### [WORK REQUIRED]
Copy every entry below word for word, keeping each line unchanged and in its original order.
begin
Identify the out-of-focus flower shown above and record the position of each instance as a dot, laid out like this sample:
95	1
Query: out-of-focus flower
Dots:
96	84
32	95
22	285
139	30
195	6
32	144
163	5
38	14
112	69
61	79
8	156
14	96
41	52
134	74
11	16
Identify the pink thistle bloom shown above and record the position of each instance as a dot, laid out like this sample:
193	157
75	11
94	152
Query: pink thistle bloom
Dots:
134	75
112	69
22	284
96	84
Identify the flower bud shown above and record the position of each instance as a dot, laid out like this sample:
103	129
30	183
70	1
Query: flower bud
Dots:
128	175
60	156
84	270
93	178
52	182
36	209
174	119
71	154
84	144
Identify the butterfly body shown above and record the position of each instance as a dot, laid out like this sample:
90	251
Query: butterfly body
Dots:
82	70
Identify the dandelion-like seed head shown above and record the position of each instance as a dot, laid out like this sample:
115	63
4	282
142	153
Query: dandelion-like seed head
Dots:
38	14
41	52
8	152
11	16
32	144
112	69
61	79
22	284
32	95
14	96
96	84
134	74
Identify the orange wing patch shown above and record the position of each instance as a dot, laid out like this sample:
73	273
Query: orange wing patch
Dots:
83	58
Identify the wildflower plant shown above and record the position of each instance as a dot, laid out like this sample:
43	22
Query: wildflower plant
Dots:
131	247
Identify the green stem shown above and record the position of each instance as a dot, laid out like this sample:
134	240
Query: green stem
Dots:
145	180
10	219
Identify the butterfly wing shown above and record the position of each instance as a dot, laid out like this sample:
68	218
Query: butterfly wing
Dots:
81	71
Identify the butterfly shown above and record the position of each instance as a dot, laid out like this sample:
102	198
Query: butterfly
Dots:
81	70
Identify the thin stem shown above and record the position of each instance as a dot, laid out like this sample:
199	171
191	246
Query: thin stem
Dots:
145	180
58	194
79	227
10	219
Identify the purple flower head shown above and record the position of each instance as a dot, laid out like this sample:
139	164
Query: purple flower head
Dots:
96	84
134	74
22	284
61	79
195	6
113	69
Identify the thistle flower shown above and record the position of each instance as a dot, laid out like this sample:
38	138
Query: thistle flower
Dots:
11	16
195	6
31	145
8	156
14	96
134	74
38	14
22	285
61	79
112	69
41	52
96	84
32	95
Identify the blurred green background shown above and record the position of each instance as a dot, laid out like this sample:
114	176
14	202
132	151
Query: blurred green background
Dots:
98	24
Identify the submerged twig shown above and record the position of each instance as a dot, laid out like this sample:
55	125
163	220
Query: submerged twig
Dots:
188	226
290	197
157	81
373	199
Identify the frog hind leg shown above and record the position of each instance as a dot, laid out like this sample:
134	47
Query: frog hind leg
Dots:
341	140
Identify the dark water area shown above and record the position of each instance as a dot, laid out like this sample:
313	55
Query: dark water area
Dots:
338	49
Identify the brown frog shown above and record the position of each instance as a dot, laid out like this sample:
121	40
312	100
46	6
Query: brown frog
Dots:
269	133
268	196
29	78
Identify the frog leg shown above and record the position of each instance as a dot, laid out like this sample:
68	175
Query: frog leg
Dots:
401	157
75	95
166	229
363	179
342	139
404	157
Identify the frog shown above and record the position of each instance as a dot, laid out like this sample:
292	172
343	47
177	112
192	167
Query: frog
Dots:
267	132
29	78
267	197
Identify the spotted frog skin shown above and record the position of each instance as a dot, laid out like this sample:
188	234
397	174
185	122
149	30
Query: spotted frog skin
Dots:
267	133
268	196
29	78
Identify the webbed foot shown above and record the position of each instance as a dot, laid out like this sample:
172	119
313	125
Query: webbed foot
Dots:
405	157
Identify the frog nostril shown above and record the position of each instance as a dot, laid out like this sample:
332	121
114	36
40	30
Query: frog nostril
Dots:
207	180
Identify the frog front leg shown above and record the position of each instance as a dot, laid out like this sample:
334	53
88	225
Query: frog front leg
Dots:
end
### [TASK ANSWER]
Identify the out-of-focus flower shown above and record the position of each instance as a dot, laid out like this sample:
95	1
Query: out-of-focus flower
Dots:
96	84
32	95
22	285
139	30
195	6
32	144
163	5
38	14
112	69
61	79
8	156
14	96
41	52
134	74
11	16
Identify the pink thistle bloom shown above and record the position of each instance as a dot, laid out like this sample:
193	157
75	11
94	152
Query: pink thistle bloom
Dots:
134	75
112	69
22	284
96	84
Identify the flower bud shown above and record the position of each instance as a dot, laid out like this sample:
103	129
30	183
70	1
Query: flower bud
Dots:
128	175
60	156
84	270
93	178
52	182
36	209
174	119
71	154
84	144
Identify the butterfly body shown above and record the position of each instance as a dot, laid out like this sample:
90	251
Query: butterfly body
Dots:
82	70
Identify the dandelion-like seed head shown above and record the position of each instance as a dot, laid out like this sample:
115	63
4	282
142	153
Query: dandelion-like seed head
Dots:
38	14
41	52
8	152
11	16
32	144
112	69
61	79
22	284
32	95
14	96
96	84
134	74
Identify the orange wing patch shown above and record the position of each instance as a dot, laid out like this sample:
73	273
Query: orange wing patch
Dots:
83	58
Identify the wildflower plant shown above and record the position of each instance as a dot, laid out like this sample:
43	22
Query: wildflower plant
Dots:
131	247
Identify the green stem shown above and record the position of each instance as a dot, laid out like this sample:
134	240
Query: green stem
Dots:
145	180
10	219
Identify the butterfly wing shown above and record the position of each instance as a dot, laid out like this sample:
68	218
Query: butterfly wing
Dots:
81	71
Identify the butterfly shown above and record the position of each instance as a dot, laid out like this sample:
102	198
Query: butterfly
Dots:
81	70
Identify the thin stem shown above and record the position of each instance as a dot, laid out like this sample:
199	171
191	246
Query: thin stem
Dots:
145	180
58	194
79	227
10	219
Identify the purple flower head shown above and record the position of each instance as a dot, laid out like this sample:
139	164
Query: purple flower head
Dots:
96	84
134	74
22	284
61	79
195	6
113	69
Identify the thistle flower shown above and record the position of each instance as a dot, laid out like this sample:
38	138
Query: thistle flower
Dots:
11	16
195	6
31	145
8	156
14	96
134	74
38	14
22	285
61	79
112	69
41	52
96	84
32	95
Identify the blurred green background shown above and record the position of each instance as a dot, laid out like this sample:
114	176
14	202
132	151
Query: blurred green background
Dots:
98	24
Identify the submerged twig shown above and record the position of each instance as a dot, laid out like this sample:
55	125
163	220
Query: submerged twig
Dots:
188	226
290	197
157	81
373	199
Identify the frog hind leg shown above and record the position of each instance as a dot, laid out like this sample:
134	47
Query: frog hind leg
Dots:
341	140
Identify the dark water area shown above and record the position of each instance as a dot, laid out like this sample:
313	55
Query: dark water area
Dots:
338	49
Identify the brown frog shown above and record the position of each instance as a dot, laid out like this sample:
121	40
312	100
46	6
Query: brown frog
Dots:
269	133
268	196
29	78
Identify the frog leg shown above and record the position of each instance as a dot, laid out like this sample:
68	175
Query: frog leg
Dots:
401	157
75	95
166	229
363	179
342	139
404	157
Identify the frog shown above and record the position of each instance as a dot, laid out like this sample:
292	172
343	47
177	112
192	167
Query: frog
Dots:
267	132
29	78
267	197
Identify the spotted frog skin shown above and record the position of each instance as a dot, laid out like this sample:
188	234
397	174
185	122
149	30
Query: spotted frog skin
Dots:
267	133
268	196
29	78
Identify the webbed foot shown above and record the position of each instance as a dot, laid out like this sample:
172	119
313	125
Query: webbed foot
Dots:
405	157
Identify the frog nostril shown above and record the position of each instance as a dot, laid out like this sample:
332	121
114	36
40	30
Query: frog nostril
Dots:
207	180
Identify the frog front leg shown above and record the position of each instance as a dot, laid out like this sample:
334	53
88	225
Query: frog front leg
Dots:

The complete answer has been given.